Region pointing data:
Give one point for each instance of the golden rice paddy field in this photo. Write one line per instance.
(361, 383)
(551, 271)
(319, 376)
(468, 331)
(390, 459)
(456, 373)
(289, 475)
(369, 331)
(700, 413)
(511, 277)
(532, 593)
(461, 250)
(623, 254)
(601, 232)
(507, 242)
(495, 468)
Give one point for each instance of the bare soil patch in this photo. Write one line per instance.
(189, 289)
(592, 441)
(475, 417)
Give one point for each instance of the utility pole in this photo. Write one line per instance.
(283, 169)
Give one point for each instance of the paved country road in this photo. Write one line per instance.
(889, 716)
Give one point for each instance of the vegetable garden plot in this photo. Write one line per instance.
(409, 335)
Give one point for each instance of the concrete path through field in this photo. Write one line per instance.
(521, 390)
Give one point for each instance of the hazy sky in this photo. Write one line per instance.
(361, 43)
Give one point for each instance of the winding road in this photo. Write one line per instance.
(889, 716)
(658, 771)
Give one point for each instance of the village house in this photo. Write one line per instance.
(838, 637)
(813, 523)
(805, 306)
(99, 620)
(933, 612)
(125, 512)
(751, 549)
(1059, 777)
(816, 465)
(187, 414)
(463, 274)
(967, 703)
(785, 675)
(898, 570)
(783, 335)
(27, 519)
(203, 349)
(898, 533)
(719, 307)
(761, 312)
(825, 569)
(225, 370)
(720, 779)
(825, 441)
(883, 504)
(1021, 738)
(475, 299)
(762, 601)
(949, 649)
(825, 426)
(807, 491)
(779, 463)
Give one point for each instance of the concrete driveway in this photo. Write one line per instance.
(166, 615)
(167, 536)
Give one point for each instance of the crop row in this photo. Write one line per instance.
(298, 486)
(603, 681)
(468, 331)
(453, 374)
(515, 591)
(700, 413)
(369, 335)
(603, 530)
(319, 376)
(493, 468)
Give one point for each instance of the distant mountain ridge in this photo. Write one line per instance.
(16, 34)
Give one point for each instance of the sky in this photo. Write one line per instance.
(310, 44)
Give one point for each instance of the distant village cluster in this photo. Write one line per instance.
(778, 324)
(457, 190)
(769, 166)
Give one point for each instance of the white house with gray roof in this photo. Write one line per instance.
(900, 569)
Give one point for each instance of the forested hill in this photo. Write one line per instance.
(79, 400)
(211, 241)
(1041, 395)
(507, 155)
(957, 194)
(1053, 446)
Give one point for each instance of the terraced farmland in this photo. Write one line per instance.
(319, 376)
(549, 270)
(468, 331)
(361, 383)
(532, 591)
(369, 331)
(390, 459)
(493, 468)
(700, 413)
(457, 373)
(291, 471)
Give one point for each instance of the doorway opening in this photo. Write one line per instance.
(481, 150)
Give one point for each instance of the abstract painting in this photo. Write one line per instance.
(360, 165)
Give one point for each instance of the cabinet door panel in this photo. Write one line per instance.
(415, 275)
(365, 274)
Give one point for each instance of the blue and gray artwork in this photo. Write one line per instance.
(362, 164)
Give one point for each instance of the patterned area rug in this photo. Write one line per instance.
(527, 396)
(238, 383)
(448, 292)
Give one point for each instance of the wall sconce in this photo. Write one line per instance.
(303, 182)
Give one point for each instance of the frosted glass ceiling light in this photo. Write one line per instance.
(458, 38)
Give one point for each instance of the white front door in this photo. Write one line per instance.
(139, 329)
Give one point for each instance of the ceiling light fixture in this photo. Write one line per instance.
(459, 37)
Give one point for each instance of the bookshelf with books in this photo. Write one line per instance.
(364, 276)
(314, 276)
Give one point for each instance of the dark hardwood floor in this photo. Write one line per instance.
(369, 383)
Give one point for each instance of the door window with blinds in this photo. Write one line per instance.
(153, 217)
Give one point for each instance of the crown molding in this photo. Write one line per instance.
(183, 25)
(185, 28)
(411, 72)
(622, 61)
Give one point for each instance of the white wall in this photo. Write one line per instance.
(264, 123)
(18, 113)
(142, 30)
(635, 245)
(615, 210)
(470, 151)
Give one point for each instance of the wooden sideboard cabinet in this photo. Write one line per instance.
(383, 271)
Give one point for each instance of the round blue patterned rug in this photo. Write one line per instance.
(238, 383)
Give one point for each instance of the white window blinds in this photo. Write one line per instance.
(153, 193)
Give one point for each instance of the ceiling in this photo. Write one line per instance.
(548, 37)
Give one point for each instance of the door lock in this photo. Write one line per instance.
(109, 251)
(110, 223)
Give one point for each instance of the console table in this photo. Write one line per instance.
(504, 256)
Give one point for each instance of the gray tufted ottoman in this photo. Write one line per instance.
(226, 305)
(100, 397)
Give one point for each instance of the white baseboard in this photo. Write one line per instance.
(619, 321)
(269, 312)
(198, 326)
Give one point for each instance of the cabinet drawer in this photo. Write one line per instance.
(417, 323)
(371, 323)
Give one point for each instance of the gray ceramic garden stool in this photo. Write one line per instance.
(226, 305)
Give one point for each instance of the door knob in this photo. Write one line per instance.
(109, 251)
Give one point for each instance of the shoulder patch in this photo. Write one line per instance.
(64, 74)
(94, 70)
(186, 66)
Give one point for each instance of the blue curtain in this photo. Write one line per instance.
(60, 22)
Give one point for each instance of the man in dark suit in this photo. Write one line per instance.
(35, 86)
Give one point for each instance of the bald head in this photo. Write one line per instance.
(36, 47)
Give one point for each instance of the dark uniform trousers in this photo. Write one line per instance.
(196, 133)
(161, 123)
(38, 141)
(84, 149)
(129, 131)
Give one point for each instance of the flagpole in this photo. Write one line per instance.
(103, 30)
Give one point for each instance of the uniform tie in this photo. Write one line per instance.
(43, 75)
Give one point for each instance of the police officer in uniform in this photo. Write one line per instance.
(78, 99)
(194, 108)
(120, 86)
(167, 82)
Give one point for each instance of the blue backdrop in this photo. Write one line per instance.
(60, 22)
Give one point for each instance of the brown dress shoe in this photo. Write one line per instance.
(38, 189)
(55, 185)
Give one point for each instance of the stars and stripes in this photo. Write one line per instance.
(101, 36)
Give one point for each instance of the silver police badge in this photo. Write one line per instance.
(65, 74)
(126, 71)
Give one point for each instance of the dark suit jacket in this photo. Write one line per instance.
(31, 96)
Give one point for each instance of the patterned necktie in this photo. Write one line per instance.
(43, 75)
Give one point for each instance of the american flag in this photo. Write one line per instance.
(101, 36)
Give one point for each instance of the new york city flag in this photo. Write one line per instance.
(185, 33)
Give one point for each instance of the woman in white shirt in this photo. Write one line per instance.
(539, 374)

Try it ->
Go through the data above and repeat all of it exactly.

Written response ->
Give one point for each instance of the golden rice paddy field in this photo. Write one line per instance.
(361, 383)
(551, 271)
(319, 376)
(468, 331)
(390, 459)
(456, 373)
(289, 475)
(369, 331)
(700, 413)
(511, 277)
(532, 593)
(461, 250)
(623, 254)
(601, 232)
(507, 242)
(495, 468)
Give one point for each instance of the bare soil patch in this photo. Write one line per instance.
(189, 289)
(592, 441)
(475, 417)
Give one point for each instance of the utility pole in this photo. Write one line per instance.
(283, 169)
Give one point for each instance of the paved country road in this photo. Write one line per instance.
(889, 716)
Give one point for each instance of the vegetable garden plot in this photo. Write one line per instance.
(409, 335)
Give one point for each instance of the concrete path through field in this photo. Write one line per instance.
(521, 390)
Give one point for each instance of the hazy sky in this photo. Write one line per instance.
(361, 43)
Give one point for each instance of the winding road in this photo. Write one line per instance.
(889, 716)
(658, 771)
Give one point for each instance of the village house in this photo. Write one line per instance.
(838, 637)
(813, 523)
(805, 306)
(99, 620)
(933, 612)
(125, 512)
(751, 549)
(1059, 777)
(816, 465)
(187, 414)
(463, 274)
(967, 703)
(785, 675)
(898, 570)
(783, 335)
(27, 519)
(203, 349)
(898, 533)
(719, 307)
(761, 312)
(825, 569)
(225, 370)
(720, 779)
(825, 441)
(883, 504)
(1021, 738)
(475, 299)
(762, 601)
(949, 649)
(825, 426)
(807, 491)
(779, 463)
Give one point for each instance of the concrete driveway in this photo. Write one line per instance.
(166, 615)
(167, 536)
Give one point for each instance of the crop row in this photo. Write one line per instance.
(298, 486)
(603, 681)
(468, 331)
(453, 374)
(515, 591)
(700, 413)
(369, 335)
(603, 530)
(319, 376)
(493, 468)
Give one point for each instance of the distant mountain ridge in this photo. Write one line per instance.
(16, 34)
Give one point for each instance of the sky in this photo. Write one line per instance.
(310, 44)
Give one point for each instance of the distant village cluster in this photo. Write one line per instance.
(778, 324)
(457, 190)
(769, 166)
Give one point for each instance of the white house with gray roof in this photo. Write one line per instance.
(900, 569)
Give one point for each instance of the forested hill in this photo. Write one line per instance.
(79, 400)
(211, 241)
(1041, 395)
(507, 155)
(957, 194)
(1053, 446)
Give one point for each instance of the terraced farmland in this photo. Write one line per instance.
(319, 376)
(549, 270)
(468, 331)
(361, 383)
(532, 591)
(369, 331)
(390, 459)
(493, 468)
(700, 413)
(457, 373)
(291, 471)
Give one point for each instance of the doorway opening in this photo. Write one line per instance.
(481, 150)
Give one point for each instance of the abstract painting in this photo. Write one line per instance.
(360, 165)
Give one point for each instance of the cabinet door panel in this photo. Write one line per instance.
(415, 275)
(365, 274)
Give one point for each instance of the blue and gray artwork in this photo. Write one line per instance.
(362, 164)
Give one point for each instance of the patterned area rug in this photo. Write one line per instance.
(527, 396)
(238, 383)
(448, 292)
Give one point for each instance of the wall sconce in this photo. Write one line per instance.
(303, 182)
Give one point for each instance of the frosted glass ceiling light in this photo. Write one line per instance.
(458, 38)
Give one point for each instance of the white front door in this photo. Write one line per instance.
(139, 329)
Give one point for each instance of the ceiling light fixture in this photo. Write one line per instance.
(459, 37)
Give one point for each instance of the bookshelf with books in this photo. Write one line per instance.
(364, 276)
(314, 276)
Give one point for each instance of the dark hardwood floor in this photo. Write one line per instance.
(369, 383)
Give one point for each instance of the door window with blinds in this photo. Write one line per instance.
(153, 217)
Give one point for each instance of the crown molding in this photo. Write one line per instance.
(183, 25)
(185, 28)
(411, 72)
(622, 61)
Give one point for each instance of the white wall in this photo. Write one line per instance.
(264, 123)
(18, 113)
(142, 30)
(635, 245)
(615, 210)
(470, 151)
Give one point for each instance of the wooden sideboard cabinet in this photo. Write one line per instance.
(383, 271)
Give one point for each instance of the round blue patterned rug in this photo. Write one line per instance.
(238, 383)
Give one point for each instance of the white window blinds in this photo. Write one line per instance.
(153, 193)
Give one point for each instance of the ceiling in this photo. Write one line per instance.
(548, 37)
Give one point for each instance of the door lock in this photo. Write one line per instance.
(109, 251)
(110, 223)
Give one point for each instance of the console table in this photo. Write one line per instance.
(504, 256)
Give one point for each instance of the gray tufted ottoman in this photo. Write one line per instance.
(226, 305)
(100, 397)
Give one point for each instance of the white baseboard in this photo. Write one line per instance.
(619, 321)
(269, 312)
(198, 326)
Give one point for each instance of the cabinet drawer in this photo. Write one line per instance.
(417, 323)
(371, 323)
Give one point for each instance of the gray ceramic garden stool in this photo. Write one line per instance.
(226, 305)
Give one point for each instance of the door knob in this photo. Write one line per instance.
(109, 251)
Give one point for each instance of the shoulder patch in this photo. Write one line per instance.
(64, 74)
(94, 70)
(186, 66)
Give one point for each instance of the blue curtain in this photo. Write one line per instance.
(60, 22)
Give one point for each instance of the man in dark suit in this photo. Write one line per instance.
(35, 86)
Give one point for each instance of the bald head in this photo. Write one line per instance.
(36, 47)
Give one point for each instance of the dark uniform trousers in this photo. Write one line per instance.
(196, 133)
(161, 123)
(38, 141)
(84, 149)
(129, 131)
Give one point for each instance of the flagpole in this photo. Write one line per instance.
(103, 30)
Give one point for each instance of the uniform tie in this photo. Write one line per instance.
(43, 75)
Give one point for each instance of the police officer in uniform in this photo. Write one line per instance.
(78, 99)
(194, 108)
(120, 86)
(167, 82)
Give one point for each instance of the blue backdrop in this photo. Write one line per instance.
(60, 22)
Give one point for each instance of the brown dress shoe in this photo. Write one line per instance.
(38, 189)
(55, 185)
Give one point for each instance of the stars and stripes in this photo. Write one line per instance.
(101, 36)
Give one point for each instance of the silver police badge in this photo. Write one line per instance.
(65, 74)
(126, 71)
Give one point for each instance of the dark suit jacket in this photo. Write one line per instance.
(31, 96)
Give one point for each instance of the patterned necktie in this photo. Write one line per instance.
(43, 75)
Give one point for each instance of the american flag in this photo. Write one line per instance.
(101, 36)
Give one point for each instance of the new york city flag in this photo. Write one line per instance.
(185, 33)
Give one point for each instance of the woman in white shirt in this photo. Write one line per instance.
(539, 374)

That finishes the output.